**Problem**
Update the records from the line containing "form (292, 343)." through the line containing "(1070, 623)", both included, by replacing "distant hill" with "remote hill", and output those lines with everything else unchanged.

Records in a dataset
'''
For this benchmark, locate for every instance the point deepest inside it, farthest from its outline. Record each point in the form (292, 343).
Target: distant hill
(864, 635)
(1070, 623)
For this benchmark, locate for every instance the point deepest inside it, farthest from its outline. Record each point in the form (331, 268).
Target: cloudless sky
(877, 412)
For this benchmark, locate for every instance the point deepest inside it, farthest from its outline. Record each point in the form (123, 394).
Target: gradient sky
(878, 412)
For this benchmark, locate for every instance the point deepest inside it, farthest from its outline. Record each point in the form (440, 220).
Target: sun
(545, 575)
'''
'''
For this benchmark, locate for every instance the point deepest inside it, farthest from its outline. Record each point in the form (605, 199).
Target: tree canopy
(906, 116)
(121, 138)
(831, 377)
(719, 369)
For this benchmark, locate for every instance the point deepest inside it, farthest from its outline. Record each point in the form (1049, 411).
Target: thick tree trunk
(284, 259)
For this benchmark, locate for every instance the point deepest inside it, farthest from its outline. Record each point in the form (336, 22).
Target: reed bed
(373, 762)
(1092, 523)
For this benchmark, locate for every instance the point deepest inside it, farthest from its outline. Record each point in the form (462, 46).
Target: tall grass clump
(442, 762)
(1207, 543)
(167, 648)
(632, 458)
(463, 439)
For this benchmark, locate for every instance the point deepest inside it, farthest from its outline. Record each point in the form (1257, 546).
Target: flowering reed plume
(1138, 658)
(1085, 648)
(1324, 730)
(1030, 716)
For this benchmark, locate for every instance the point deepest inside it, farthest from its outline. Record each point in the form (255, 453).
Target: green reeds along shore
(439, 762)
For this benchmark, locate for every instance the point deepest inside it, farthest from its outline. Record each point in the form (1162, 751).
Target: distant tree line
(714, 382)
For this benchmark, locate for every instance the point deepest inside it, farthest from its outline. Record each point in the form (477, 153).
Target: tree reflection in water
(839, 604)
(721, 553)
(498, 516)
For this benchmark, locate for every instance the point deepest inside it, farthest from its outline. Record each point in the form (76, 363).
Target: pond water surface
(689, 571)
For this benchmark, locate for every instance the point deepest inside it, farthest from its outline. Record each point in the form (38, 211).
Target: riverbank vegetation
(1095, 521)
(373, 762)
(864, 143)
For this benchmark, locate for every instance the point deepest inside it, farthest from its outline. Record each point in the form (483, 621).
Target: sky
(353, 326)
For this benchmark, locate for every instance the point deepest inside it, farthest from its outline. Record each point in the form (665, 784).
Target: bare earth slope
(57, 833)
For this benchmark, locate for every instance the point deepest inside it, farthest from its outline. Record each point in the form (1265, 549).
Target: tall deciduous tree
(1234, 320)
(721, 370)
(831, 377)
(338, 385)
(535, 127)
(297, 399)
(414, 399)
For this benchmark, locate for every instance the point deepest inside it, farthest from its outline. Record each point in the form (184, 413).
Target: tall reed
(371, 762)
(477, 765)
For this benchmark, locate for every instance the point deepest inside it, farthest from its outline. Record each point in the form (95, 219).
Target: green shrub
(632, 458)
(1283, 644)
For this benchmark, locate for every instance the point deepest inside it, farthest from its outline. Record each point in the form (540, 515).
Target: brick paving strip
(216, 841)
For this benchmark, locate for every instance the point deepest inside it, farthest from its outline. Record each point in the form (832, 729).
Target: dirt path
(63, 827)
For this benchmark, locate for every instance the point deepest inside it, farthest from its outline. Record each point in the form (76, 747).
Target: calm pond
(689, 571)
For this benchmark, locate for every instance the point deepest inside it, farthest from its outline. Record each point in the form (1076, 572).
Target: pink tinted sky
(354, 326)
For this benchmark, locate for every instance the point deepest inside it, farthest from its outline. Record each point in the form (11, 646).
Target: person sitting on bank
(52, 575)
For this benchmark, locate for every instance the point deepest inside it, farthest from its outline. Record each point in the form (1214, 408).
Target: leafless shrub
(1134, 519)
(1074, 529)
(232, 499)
'''
'''
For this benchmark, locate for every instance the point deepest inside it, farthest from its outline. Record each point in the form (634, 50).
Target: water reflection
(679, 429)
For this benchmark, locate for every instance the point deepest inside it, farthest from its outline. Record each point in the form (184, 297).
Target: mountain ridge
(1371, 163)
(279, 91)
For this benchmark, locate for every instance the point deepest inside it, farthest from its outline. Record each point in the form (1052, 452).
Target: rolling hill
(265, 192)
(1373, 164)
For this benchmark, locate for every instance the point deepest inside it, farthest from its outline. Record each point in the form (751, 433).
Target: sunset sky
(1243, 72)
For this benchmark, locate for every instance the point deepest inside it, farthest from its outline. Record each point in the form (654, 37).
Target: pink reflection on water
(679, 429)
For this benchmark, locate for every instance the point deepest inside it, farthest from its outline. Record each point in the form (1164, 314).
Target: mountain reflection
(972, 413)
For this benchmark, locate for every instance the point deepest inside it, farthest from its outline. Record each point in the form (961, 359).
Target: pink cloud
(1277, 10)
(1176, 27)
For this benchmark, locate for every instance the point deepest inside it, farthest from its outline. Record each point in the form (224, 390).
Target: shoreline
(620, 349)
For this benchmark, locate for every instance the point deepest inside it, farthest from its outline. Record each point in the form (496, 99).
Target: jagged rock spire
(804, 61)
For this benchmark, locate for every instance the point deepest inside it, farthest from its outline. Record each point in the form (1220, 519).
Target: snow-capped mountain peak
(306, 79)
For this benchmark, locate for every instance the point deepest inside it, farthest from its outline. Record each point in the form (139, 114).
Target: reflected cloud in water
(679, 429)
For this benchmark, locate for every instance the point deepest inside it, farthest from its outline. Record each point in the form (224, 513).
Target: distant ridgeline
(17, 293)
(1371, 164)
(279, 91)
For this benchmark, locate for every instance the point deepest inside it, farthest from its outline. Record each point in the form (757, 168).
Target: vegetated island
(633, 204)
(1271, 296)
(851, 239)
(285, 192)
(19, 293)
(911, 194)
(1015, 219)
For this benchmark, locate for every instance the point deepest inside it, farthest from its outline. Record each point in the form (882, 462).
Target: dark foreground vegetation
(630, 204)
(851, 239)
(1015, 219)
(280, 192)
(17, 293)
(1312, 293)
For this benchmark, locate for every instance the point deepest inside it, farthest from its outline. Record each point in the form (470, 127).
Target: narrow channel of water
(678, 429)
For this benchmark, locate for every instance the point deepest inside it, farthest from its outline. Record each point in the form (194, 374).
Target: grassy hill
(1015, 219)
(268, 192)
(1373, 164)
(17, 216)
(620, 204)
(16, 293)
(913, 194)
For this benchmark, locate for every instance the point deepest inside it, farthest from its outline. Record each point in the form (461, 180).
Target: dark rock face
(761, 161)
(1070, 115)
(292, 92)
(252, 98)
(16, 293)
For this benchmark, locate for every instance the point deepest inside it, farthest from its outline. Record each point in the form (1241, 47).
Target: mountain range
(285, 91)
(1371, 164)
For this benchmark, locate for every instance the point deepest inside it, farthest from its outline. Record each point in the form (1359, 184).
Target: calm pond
'''
**Correct result**
For this benchmark, locate for every instance the point deepest inside it, farthest from its outline. Record each point in the form (292, 343).
Target: remote hill
(864, 635)
(1070, 623)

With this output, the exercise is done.